## Work to do:
(1) Can you transcribe the biodiversity hearing transcript, starting at "There is a lot" and ending at "an excellent job."?
(2) Could you pick up the biodiversity hearing transcript after its last sentence and carry it on?

***** Source text *****

Oireachtas Joint and Select Committees

Tuesday, 14 June 2022

Joint Oireachtas Committee on Climate Action

Biodiversity: Engagement with Department of Housing, Local Government and Heritage

Dr. Deirdre Lynn:

There is a lot to unpack there. The pollinator plan the Senator mentioned is an amazing plan. It provides excellent guidelines for different sectoral interests. There has been a keen uptake. There has also been support from some in private industry, such as SuperValu. The pollinator plan was mainly drafted by Professor Jane Stout in Trinity College and the National Biodiversity Data Centre so it is not specifically a Government plan. We sit on the steering committee and support it where we can. It is possibly something we need to think about in the future. I do not want to detract from the plan because it is doing really well. To give credit where credit is due, it has done an excellent job.

On the bottlenecks, the Senator's observations were very interesting, particularly with regard to ecologists and to peatlands. Restoring peatlands is quite complicated. You have to make sure you have a really good rehabilitation and restoration plan. That will involve hydrologists, ecohydrologists and engineers at the very start. We do not have enough ecohydrologists who understand the interplay between elements of the water story, such as groundwater and the movement of water, and the ecology itself well enough to ensure that we are rehabilitating in the proper way. If you gave us hundreds of millions tomorrow to ensure we had really good restoration plans, it could still be quite tricky to scale up. That relates to raised bogs. The situation is even more complex for blanket bogs with regard to their topography and very degraded systems that have been overgrazed for a long time.

***** Entries provided *****

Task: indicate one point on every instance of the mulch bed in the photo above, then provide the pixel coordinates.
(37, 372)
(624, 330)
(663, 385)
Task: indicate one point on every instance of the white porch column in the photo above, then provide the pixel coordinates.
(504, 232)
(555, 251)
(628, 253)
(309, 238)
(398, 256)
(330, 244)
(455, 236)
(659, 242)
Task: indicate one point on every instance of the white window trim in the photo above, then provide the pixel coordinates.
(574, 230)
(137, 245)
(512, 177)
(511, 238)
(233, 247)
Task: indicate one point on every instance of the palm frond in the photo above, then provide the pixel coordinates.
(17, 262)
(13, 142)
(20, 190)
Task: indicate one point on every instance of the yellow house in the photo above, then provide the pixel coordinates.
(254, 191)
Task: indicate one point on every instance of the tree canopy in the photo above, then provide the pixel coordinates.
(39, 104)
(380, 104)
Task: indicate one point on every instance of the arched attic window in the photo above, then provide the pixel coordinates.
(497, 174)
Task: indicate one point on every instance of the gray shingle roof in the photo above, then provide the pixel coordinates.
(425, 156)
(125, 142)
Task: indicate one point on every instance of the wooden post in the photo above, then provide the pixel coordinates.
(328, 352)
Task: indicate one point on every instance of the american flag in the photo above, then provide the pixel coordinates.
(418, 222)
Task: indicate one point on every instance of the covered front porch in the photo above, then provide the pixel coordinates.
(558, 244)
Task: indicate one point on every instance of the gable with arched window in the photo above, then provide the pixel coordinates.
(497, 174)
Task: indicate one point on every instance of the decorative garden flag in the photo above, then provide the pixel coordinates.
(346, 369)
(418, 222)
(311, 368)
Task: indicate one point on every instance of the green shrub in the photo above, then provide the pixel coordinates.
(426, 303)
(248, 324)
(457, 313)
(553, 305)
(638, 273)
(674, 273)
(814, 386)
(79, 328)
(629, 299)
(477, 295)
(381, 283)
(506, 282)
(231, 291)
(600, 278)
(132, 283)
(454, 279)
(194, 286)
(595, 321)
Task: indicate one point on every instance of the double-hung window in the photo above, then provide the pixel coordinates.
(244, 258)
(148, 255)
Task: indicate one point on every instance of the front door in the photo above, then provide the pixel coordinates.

*****

## Answers to the tasks:
(1)
There is a lot to unpack there. The pollinator plan the Senator mentioned is an amazing plan. It provides excellent guidelines for different sectoral interests. There has been a keen uptake. There has also been support from some in private industry, such as SuperValu. The pollinator plan was mainly drafted by Professor Jane Stout in Trinity College and the National Biodiversity Data Centre so it is not specifically a Government plan. We sit on the steering committee and support it where we can. It is possibly something we need to think about in the future. I do not want to detract from the plan because it is doing really well. To give credit where credit is due, it has done an excellent job.

(2)
There are complicated landowner systems as well. It is complex to tease out and work through and that is what we are trying to do through the EU LIFE programme, Wild Atlantic Nature. There is so much community involvement there, working with partners like Coillte and private investors as well. They are trialling, testing and seeing what works on the ground and how to have that community buy-in, which is very important. We probably have the machinery because there has been so much machinery taking the peat out of the ground that there is probably machinery and contract workers that could help with the restoration. We are at a scientific support bottleneck. Maybe we need to look elsewhere, to other EU countries, to try to bring in the skills we need to support this restoration agenda, particularly for bogs.

On supporting biodiversity and making sure it is also considered to be a common benefit, we are trying to have a biodiversity score and to work on that. I refer to water also because the three are all interlinked. We are working with Intel on a pilot restoration project in the Wicklow uplands. Intel is interested in water and in seeing how much water will be restored if a bog is restored. It is about linking all of those together and making sure that when we report back we can say what sort of emissions have been reduced, how biodiversity has improved and, where relevant, how much water has been stored. Private investors are interested in all of those, for different reasons. They have to make various disclosures under different processes and it is important for them to show what they are doing for biodiversity. We are ensuring that we are trying to develop those scores at the same time.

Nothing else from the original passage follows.